- Excerpted text:
Back in the room? Perfect! In 2018 some things changed; some things stayed the same. Cinematic universes expanded, Asian representation in American cinema got a few welcome boosts. The movies provided us laughs, thrills, tears and sobering reflections of our tempestuous world.
Without further ado, let’s get on with it. These are my top 10 recommendations of the year. From Sacramento to space travel, into The Expanse and back again. There’s even room for a Marvel movie… The 10 best films released in the UK in 2018.
10. Lady Bird (Greta Gerwig)
Gerwig’s celebrated and quasi-autobiographical (if that’s a thing?) directorial debut scored a sensational lead performance from Saorise Ronan, herself surrounded by notable support. Self-conscious indies about the pains of growing up are ten-a-penny, but Lady Bird rises above the ranks with its sense of the specific and the real. Its funny but not really cute, wry without being cloying. The joys are in the smallness. A little gem that will find audiences for years to come.

- Record list:

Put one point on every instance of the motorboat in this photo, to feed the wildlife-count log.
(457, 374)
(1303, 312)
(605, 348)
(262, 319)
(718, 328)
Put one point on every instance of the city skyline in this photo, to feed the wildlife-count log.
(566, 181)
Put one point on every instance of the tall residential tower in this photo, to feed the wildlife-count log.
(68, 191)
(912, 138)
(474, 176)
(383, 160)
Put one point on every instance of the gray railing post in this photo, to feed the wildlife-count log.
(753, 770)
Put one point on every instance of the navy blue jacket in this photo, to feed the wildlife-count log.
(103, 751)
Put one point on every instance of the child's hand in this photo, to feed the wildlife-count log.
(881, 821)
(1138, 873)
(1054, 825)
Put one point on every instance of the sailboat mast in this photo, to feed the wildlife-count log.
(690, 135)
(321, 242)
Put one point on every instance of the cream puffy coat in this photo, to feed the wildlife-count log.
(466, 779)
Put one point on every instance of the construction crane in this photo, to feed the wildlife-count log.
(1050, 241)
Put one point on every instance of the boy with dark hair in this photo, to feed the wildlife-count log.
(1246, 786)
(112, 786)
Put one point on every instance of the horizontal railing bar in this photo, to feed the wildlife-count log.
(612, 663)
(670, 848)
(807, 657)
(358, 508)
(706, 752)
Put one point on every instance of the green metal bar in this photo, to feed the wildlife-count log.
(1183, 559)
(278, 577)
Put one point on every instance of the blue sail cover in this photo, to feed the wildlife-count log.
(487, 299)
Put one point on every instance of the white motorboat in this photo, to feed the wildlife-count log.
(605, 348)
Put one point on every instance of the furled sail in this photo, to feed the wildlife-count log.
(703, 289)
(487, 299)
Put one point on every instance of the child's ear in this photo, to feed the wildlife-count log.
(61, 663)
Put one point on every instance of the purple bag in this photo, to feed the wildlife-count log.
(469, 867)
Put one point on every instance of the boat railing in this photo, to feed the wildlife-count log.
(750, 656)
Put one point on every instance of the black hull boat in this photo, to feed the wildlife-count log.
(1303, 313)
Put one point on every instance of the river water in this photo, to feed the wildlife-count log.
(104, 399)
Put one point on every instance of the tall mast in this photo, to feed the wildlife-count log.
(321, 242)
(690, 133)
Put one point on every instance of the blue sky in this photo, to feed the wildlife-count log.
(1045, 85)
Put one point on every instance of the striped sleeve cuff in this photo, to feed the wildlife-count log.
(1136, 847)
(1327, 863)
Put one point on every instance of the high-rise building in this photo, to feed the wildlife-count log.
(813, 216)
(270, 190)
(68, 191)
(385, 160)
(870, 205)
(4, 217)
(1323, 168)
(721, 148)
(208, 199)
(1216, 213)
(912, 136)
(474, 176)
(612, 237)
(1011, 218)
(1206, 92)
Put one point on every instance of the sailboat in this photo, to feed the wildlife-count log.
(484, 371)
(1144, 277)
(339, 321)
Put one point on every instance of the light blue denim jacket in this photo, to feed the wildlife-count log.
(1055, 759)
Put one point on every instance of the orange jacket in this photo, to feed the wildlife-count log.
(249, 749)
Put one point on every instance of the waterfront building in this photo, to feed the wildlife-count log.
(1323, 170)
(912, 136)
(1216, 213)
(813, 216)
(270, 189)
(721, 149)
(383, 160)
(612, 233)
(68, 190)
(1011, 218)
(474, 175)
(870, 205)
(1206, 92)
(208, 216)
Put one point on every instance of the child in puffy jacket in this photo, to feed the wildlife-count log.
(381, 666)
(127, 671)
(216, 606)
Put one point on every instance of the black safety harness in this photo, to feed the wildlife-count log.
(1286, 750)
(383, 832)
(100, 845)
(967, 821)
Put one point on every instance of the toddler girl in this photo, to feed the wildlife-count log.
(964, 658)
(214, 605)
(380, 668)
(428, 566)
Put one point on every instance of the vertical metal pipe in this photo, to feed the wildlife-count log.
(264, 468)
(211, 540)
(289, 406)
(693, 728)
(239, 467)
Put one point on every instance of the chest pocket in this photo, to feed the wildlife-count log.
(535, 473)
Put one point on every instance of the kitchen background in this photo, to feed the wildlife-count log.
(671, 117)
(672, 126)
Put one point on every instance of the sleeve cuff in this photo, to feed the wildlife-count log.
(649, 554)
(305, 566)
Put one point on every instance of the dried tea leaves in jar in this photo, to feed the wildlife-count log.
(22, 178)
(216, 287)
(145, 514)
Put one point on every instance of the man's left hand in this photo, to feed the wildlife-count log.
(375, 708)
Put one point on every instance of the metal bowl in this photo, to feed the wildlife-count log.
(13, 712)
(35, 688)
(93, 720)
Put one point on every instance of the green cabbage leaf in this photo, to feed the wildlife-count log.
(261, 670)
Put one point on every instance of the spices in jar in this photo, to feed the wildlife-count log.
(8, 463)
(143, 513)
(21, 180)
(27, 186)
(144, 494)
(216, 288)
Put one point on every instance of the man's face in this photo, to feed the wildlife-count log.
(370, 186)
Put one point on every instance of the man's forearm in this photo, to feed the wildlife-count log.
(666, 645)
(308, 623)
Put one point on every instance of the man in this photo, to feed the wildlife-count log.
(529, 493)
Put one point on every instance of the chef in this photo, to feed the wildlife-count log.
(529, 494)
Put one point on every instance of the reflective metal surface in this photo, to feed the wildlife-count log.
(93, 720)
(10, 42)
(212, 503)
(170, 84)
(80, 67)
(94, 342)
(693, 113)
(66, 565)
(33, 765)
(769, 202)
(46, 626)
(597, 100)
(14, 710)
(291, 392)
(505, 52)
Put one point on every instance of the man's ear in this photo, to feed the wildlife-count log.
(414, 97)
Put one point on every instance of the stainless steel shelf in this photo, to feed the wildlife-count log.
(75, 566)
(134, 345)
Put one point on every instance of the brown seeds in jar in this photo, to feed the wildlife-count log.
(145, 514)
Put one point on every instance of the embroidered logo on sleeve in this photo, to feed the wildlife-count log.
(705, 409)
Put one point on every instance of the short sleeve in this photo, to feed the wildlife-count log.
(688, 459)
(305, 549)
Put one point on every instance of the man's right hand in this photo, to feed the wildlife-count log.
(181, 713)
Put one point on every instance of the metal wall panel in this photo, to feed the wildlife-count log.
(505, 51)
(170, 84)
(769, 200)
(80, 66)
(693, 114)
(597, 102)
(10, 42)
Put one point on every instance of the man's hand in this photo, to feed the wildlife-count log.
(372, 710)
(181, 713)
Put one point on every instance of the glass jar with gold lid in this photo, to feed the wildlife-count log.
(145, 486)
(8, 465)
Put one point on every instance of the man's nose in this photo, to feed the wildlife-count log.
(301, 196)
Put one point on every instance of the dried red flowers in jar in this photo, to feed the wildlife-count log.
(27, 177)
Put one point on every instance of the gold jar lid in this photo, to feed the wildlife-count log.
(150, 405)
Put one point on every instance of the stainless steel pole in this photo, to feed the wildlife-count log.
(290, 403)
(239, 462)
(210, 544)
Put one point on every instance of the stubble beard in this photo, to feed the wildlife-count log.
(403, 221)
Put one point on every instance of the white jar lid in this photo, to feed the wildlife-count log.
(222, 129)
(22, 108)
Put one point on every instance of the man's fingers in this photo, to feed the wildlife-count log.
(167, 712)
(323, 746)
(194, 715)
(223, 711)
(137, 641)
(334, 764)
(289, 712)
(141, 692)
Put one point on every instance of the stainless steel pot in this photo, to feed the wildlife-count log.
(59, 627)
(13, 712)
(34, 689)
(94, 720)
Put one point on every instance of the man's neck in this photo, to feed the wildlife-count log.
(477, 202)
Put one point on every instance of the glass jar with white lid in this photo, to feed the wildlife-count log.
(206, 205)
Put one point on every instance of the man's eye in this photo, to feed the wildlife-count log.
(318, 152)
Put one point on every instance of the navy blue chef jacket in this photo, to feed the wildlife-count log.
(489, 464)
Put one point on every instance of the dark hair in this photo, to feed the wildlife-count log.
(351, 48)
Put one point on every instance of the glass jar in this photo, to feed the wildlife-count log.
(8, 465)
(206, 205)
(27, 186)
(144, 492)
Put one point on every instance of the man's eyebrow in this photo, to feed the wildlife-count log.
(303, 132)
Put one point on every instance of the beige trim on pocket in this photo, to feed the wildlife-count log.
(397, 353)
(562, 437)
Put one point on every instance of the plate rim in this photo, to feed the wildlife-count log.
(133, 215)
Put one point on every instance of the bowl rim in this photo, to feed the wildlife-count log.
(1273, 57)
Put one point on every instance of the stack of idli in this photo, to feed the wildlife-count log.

- Exercise task: Reproduce the full film roundup word for word, changing nothing. The material is separate from the film roundup.

- The result:
Back in the room? Perfect! In 2018 some things changed; some things stayed the same. Cinematic universes expanded, Asian representation in American cinema got a few welcome boosts. The movies provided us laughs, thrills, tears and sobering reflections of our tempestuous world.
Without further ado, let’s get on with it. These are my top 10 recommendations of the year. From Sacramento to space travel, into The Expanse and back again. There’s even room for a Marvel movie… The 10 best films released in the UK in 2018.
10. Lady Bird (Greta Gerwig)
Gerwig’s celebrated and quasi-autobiographical (if that’s a thing?) directorial debut scored a sensational lead performance from Saorise Ronan, herself surrounded by notable support. Self-conscious indies about the pains of growing up are ten-a-penny, but Lady Bird rises above the ranks with its sense of the specific and the real. Its funny but not really cute, wry without being cloying. The joys are in the smallness. A little gem that will find audiences for years to come.